Hommage à Ambroise Croizat : pour que vive la sociale !
Si quelques rues portent son nom, l’ancien Ministre du travail, nommé en novembre 1945, est aujourd’hui largement méconnu du grand public, et même du personnel politique. L’anecdote est désormais connue : lorsqu’un documentariste demanda, avec malice, à François Rebsamen, alors Ministre du Travail du gouvernement Valls, s’il connaissait le nom du ministre à l’origine de la création de la Sécurité sociale, ce dernier se révéla incapable de lui répondre[1].
Et pourtant, il y a 71 ans, une foule nombreuse, un million de personnes selon Michel Etiévent[2], assistait à la procession funéraire impressionnante (portrait géant, discours à la tribune, gerbes de fleurs, drapeaux, banderoles et bannières) de celui qui était, pour beaucoup, l’un des principaux artisans de la mise en œuvre du régime général de sécurité sociale, mort précocement à l’âge de 50 ans.
Le Président de l’Assemblée Nationale de l’époque, ancienne figure du Cartel des gauches de la 3ème République, Édouard Herriot, prononcera à cette occasion un éloge funèbre devant l’Assemblée en mettant en avant l’engagement d’un homme qui n’avait "été formé que par les cours du soir".

Consigne
Dans le texte sur Ambroise Croizat, renomme « documentariste » en « journaliste », puis recopie le passage en partant de « Si quelques rues » et en allant jusqu'à « l’âge de 50 ans. ».

Lignes d'un jeu de données
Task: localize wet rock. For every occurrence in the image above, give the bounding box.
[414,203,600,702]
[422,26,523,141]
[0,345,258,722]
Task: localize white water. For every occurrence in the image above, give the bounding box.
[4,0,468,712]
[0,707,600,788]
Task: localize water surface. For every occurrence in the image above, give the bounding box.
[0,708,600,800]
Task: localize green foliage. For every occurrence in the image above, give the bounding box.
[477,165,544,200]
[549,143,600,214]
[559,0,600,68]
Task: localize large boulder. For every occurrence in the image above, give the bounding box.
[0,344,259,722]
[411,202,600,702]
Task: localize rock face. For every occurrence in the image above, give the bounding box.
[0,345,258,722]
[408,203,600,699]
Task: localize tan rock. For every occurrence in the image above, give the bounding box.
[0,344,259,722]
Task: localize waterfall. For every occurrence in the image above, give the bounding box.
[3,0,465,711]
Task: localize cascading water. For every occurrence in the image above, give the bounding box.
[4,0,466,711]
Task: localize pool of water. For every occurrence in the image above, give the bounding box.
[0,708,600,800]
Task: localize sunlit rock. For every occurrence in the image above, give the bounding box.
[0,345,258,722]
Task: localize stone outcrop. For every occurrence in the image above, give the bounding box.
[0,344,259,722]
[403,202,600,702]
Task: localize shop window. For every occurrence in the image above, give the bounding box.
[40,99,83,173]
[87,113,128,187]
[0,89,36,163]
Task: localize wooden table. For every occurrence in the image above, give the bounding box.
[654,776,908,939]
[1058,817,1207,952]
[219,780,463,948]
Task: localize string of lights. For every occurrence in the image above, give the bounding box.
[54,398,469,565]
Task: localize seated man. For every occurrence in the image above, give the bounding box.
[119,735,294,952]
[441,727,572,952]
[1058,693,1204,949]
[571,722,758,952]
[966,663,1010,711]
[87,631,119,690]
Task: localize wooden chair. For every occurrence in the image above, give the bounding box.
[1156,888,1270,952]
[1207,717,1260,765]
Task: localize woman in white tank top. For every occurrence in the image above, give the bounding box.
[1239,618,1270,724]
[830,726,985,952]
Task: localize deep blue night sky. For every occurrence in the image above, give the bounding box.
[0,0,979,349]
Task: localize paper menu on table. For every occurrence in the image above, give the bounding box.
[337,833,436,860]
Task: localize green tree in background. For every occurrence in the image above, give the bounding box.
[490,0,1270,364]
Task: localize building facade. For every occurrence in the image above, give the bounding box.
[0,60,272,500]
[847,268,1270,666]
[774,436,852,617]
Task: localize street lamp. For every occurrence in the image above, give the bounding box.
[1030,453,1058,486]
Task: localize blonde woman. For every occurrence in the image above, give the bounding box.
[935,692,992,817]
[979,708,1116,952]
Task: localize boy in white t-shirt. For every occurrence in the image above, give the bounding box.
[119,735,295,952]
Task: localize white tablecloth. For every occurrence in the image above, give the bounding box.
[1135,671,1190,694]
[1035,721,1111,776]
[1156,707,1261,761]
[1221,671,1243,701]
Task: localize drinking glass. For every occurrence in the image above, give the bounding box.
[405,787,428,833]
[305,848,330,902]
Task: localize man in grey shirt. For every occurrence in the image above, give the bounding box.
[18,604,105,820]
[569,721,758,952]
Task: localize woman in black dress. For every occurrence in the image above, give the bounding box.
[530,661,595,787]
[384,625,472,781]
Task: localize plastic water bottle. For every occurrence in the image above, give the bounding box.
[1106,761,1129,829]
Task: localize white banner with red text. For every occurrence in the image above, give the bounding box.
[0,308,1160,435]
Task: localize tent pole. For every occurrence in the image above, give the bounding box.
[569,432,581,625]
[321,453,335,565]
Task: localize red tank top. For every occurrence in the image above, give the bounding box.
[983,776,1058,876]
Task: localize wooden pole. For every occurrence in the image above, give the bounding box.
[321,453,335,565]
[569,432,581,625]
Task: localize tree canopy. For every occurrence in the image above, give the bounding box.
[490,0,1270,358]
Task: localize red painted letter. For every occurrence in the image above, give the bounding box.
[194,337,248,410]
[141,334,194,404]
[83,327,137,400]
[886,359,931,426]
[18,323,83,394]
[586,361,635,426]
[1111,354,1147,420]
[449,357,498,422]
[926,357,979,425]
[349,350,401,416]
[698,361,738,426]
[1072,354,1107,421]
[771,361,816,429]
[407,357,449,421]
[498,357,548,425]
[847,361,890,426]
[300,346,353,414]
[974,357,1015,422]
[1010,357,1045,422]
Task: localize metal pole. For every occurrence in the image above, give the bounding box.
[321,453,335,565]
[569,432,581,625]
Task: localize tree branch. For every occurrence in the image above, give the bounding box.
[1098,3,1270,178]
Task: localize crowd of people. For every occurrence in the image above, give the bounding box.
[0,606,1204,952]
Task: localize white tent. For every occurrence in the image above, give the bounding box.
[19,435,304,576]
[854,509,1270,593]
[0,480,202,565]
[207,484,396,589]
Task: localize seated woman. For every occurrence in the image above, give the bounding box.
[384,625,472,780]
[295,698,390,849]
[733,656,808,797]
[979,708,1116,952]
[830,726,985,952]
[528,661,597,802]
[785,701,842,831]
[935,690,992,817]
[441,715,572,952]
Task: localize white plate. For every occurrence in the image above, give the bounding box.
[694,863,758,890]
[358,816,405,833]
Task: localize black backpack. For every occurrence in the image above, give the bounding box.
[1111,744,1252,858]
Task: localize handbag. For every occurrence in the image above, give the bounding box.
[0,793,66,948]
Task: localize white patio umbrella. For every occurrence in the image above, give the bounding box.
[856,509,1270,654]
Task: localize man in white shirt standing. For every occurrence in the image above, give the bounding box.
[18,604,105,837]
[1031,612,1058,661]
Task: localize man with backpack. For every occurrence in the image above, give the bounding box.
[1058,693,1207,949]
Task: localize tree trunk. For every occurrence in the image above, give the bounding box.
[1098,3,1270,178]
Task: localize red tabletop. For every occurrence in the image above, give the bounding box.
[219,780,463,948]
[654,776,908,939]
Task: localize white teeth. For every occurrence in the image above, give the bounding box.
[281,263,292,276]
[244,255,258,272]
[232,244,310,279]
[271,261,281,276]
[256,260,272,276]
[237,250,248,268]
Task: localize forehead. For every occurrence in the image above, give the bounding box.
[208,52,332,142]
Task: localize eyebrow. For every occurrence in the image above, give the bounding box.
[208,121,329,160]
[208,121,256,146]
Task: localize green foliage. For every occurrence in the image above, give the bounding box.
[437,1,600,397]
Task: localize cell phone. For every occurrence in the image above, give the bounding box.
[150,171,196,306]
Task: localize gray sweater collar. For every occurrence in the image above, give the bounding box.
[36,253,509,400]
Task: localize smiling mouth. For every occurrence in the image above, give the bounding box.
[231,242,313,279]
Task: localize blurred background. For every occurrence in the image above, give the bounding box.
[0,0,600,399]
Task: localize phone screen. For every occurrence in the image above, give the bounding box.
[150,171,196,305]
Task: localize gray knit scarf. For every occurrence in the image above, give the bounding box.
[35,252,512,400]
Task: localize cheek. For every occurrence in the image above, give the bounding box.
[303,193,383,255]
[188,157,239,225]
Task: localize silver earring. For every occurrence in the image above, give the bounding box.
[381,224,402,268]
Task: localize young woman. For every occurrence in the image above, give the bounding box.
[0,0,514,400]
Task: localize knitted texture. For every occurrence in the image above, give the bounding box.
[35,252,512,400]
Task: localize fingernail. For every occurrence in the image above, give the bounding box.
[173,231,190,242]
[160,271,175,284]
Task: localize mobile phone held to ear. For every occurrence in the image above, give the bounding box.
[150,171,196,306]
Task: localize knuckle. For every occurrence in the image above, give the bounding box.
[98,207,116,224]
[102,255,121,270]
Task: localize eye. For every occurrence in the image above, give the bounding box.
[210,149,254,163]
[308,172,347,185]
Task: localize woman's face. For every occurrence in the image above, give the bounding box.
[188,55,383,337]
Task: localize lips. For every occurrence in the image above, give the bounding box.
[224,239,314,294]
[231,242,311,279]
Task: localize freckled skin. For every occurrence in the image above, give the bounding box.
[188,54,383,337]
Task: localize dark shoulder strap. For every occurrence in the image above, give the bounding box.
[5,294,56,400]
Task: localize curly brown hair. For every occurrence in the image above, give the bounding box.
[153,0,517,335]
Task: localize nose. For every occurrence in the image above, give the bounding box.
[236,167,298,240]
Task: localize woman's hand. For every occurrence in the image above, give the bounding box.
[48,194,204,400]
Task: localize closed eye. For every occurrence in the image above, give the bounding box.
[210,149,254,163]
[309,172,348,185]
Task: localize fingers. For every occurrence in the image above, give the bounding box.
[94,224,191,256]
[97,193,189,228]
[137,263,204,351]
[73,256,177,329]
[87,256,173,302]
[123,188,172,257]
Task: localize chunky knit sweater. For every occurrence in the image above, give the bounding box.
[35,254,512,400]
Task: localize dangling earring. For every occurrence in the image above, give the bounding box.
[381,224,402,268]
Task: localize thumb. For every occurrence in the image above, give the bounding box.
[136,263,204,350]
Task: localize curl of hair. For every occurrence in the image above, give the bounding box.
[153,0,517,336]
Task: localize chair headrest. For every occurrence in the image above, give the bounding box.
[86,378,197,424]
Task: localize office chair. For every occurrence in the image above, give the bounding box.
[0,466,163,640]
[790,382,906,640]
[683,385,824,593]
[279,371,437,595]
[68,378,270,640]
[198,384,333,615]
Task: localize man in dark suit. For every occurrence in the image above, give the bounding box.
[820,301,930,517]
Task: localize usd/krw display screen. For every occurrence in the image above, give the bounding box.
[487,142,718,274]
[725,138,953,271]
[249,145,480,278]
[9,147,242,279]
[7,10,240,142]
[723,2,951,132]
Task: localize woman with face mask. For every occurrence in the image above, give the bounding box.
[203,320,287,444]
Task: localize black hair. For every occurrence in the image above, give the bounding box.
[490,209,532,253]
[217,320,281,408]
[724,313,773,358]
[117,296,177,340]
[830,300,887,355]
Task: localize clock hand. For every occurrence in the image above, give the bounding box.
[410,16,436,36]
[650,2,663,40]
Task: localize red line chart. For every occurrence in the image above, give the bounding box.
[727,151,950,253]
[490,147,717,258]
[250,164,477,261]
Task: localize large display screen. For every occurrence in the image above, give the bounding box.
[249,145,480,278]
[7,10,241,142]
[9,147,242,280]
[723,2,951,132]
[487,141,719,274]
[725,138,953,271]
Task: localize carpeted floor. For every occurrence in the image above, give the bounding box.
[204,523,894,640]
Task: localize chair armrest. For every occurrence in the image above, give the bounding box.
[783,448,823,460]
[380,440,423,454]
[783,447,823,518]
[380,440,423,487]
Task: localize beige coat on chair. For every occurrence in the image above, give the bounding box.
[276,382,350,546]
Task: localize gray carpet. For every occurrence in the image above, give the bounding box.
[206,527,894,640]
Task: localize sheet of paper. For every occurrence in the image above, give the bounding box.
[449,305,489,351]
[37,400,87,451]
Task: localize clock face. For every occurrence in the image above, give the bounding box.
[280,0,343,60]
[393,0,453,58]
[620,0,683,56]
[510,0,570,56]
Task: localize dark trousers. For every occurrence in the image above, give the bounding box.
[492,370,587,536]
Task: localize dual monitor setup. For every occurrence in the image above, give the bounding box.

Résultat complet
Si quelques rues portent son nom, l’ancien Ministre du travail, nommé en novembre 1945, est aujourd’hui largement méconnu du grand public, et même du personnel politique. L’anecdote est désormais connue : lorsqu’un journaliste demanda, avec malice, à François Rebsamen, alors Ministre du Travail du gouvernement Valls, s’il connaissait le nom du ministre à l’origine de la création de la Sécurité sociale, ce dernier se révéla incapable de lui répondre[1].
Et pourtant, il y a 71 ans, une foule nombreuse, un million de personnes selon Michel Etiévent[2], assistait à la procession funéraire impressionnante (portrait géant, discours à la tribune, gerbes de fleurs, drapeaux, banderoles et bannières) de celui qui était, pour beaucoup, l’un des principaux artisans de la mise en œuvre du régime général de sécurité sociale, mort précocement à l’âge de 50 ans.